-- begin --

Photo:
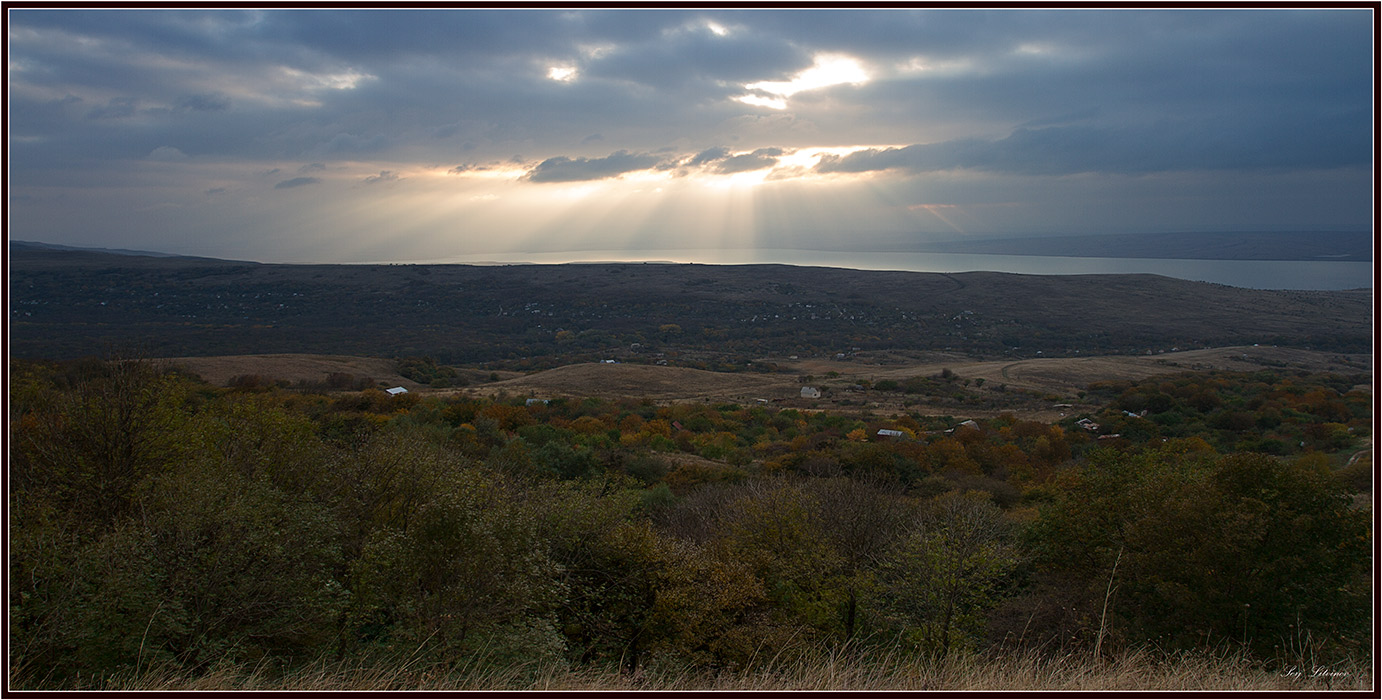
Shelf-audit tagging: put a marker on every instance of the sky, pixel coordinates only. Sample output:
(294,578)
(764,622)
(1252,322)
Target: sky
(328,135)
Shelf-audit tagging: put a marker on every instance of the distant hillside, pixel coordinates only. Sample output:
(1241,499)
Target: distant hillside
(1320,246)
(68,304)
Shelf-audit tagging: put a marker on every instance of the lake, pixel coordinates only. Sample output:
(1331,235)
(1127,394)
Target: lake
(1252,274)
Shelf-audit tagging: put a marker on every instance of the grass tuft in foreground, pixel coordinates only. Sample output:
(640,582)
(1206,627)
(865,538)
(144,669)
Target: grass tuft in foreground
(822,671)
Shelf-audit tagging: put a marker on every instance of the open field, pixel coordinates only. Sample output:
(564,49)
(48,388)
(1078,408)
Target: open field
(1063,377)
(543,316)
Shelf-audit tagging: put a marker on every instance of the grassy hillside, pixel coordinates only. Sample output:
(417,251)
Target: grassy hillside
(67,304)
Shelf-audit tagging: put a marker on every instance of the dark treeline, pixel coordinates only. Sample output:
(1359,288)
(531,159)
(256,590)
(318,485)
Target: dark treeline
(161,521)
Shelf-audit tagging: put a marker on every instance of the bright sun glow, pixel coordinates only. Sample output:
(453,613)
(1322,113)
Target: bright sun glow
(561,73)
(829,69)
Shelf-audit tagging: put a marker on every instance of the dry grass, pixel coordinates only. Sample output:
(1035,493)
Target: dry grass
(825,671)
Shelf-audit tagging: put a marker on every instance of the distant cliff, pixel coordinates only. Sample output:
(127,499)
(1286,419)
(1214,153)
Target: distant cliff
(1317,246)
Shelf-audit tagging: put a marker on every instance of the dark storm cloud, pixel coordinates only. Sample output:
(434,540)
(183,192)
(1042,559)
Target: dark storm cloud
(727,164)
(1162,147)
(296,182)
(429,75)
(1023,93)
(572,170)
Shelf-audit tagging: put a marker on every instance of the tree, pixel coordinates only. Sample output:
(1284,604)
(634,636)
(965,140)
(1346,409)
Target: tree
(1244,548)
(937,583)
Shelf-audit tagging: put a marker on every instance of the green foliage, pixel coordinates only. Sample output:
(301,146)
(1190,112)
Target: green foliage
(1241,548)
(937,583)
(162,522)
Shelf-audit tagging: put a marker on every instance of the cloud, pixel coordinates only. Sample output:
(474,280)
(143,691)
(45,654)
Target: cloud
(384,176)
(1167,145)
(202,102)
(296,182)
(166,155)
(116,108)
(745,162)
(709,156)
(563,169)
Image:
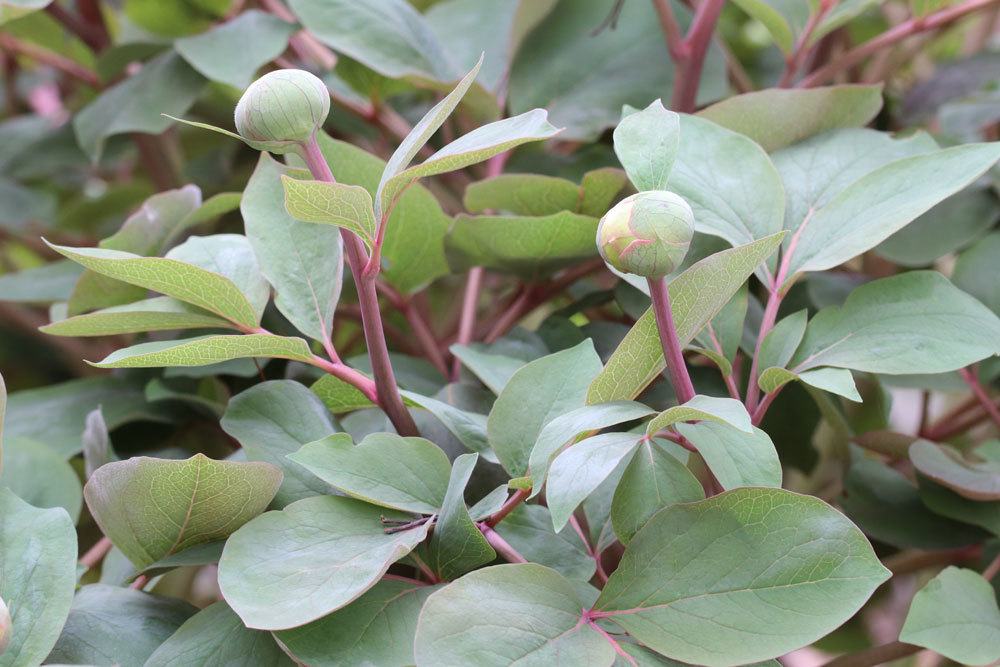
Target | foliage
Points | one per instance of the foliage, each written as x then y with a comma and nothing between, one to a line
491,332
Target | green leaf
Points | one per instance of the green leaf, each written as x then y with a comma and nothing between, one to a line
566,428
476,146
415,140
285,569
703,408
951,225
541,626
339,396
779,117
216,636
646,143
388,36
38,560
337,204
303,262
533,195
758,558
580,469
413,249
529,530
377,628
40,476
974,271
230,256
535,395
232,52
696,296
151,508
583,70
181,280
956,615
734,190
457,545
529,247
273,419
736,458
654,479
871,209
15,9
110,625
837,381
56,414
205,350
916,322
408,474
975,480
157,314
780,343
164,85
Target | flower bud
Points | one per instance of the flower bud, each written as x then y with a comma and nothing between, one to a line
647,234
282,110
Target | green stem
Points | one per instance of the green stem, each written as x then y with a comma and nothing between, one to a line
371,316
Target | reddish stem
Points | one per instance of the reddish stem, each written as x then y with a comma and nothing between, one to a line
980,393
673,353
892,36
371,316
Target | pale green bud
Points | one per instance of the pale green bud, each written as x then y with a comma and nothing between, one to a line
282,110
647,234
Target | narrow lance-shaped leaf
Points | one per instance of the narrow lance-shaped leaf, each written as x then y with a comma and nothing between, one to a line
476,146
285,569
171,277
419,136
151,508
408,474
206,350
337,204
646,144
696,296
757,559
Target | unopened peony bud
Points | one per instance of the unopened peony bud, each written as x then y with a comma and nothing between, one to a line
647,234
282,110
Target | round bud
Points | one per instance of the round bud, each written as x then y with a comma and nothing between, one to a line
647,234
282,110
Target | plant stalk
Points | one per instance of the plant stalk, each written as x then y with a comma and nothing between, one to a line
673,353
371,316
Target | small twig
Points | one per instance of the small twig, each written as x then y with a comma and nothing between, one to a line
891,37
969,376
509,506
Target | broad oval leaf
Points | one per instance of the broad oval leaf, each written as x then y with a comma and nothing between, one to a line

-- end --

[Written exercise]: Set down the material exactly, every line of it, except for the pictures.

[Problem solution]:
Photo:
Shelf-audit tagging: put a marker on every instance of the sky, pixel coordinates only. Sample output:
(294,578)
(764,622)
(1252,322)
Target: sky
(328,135)
Shelf-audit tagging: put a marker on every instance of the distant hillside, pixel coordinates only. Sample output:
(1241,499)
Target: distant hillside
(1320,246)
(68,304)
Shelf-audit tagging: put a marker on every instance of the lake, pixel coordinates only. Sample output:
(1331,235)
(1127,394)
Target: lake
(1252,274)
Shelf-audit tagging: put a marker on every instance of the grass tuft in foreground, pixel coordinates only. Sample output:
(640,582)
(1206,627)
(865,538)
(144,669)
Target: grass tuft in foreground
(822,671)
Shelf-audit tagging: put a marker on every instance of the open field, pixel coordinates only. Sample output:
(564,49)
(48,388)
(1078,408)
Target: open field
(1063,377)
(543,316)
Shelf-audit tagging: put a marker on every instance of the grassy hillside, pixel coordinates only. Sample output:
(417,251)
Target: grassy hillside
(67,304)
Shelf-audit tagging: put a marker on every instance of the dark treeline, pixel coordinates only. Sample output:
(1359,288)
(531,159)
(256,590)
(318,485)
Target: dark treeline
(161,521)
Shelf-audit tagging: put a marker on every instance of the bright sun glow, pixel coordinates only. Sample output:
(453,613)
(1322,113)
Target: bright sun glow
(561,73)
(829,69)
Shelf-audit tagging: put a marker on every instance of the dry grass, pixel coordinates only. Sample output:
(1035,493)
Target: dry grass
(825,671)
Shelf-audit tagging: put a marker on every instance of the distant cliff, pixel coordinates only. Sample output:
(127,499)
(1286,419)
(1214,153)
Target: distant cliff
(1317,246)
Shelf-audit tagging: put a marker on every instance of the dark storm cloud, pixel coordinates only. Sample output:
(434,540)
(183,192)
(1042,559)
Target: dark storm cloud
(727,164)
(1162,147)
(296,182)
(429,75)
(1023,93)
(572,170)
Shelf-audit tagging: put a marker on every instance of the tree, pixel coordinates only. Sample output:
(1284,604)
(634,636)
(965,140)
(1346,409)
Target: tree
(1244,548)
(937,583)
Shelf-audit tagging: put a marker on every instance of the green foliage, pixel coordinates only. Sample output:
(301,146)
(1190,112)
Target: green foliage
(1241,548)
(937,583)
(162,522)
Shelf-audit tagging: put a marker on every instance of the cloud, pixel coordinates only. Sample output:
(474,280)
(143,691)
(45,654)
Target: cloud
(384,176)
(1167,145)
(202,102)
(296,182)
(166,155)
(116,108)
(745,162)
(709,156)
(563,169)
Image:
Target | foliage
Points | one per instance of the foliage, each written as x then y with a comma and nothing between, one to a line
491,332
Target | green leaf
Points | one per instance of the green leaf, each written as x then y with a comma and nothing between, one to a line
566,428
476,146
415,140
285,569
703,408
951,225
541,626
339,396
779,117
216,636
646,143
388,36
38,560
337,204
303,262
533,195
758,558
580,469
413,249
529,530
377,628
40,476
974,271
230,256
535,395
232,52
696,296
151,508
583,70
181,280
956,615
734,190
457,545
529,247
273,419
736,458
654,479
871,209
15,9
110,625
837,381
56,414
205,350
916,322
408,474
975,480
157,314
780,343
164,85
Target | flower bud
Points | one per instance of the flower bud, each written as x then y with a comma and nothing between, one to a line
647,234
282,110
Target | green stem
Points | one per instance of the green stem, each written as x then y with a comma and nothing between, one to a line
371,316
Target | reddish stem
Points | one per instance of the reddish stem, each written as x then y with a comma and nothing between, one to a line
980,393
673,353
892,36
371,316
Target | pale green bud
Points | one per instance of the pale green bud, each written as x then y with a comma and nothing between, one to a line
282,110
647,234
Target | narrow lance-shaped leaf
Points | one per instance of the narrow lance-shaped leaf, each written as x then y with a comma and nothing between, one to a line
476,146
285,569
171,277
419,136
151,508
408,474
206,350
337,204
646,144
696,296
757,559
Target | unopened peony bud
Points | one per instance of the unopened peony bud, each written as x then y with a comma and nothing between, one to a line
647,234
282,110
Target | round bud
Points | one per instance of the round bud, each written as x then y with a comma and nothing between, one to a line
647,234
282,110
Target | plant stalk
Points | one per instance of the plant stalk, each written as x then y with a comma and nothing between, one to a line
673,353
371,316
Target | small twig
Points | one per instance of the small twig, each written as x then y with a comma and nothing between, one to a line
891,37
969,376
509,506
Target | broad oval leaf
Points | one per instance of the broad oval leaf, each written as x then y with a comma and nothing between, one to a line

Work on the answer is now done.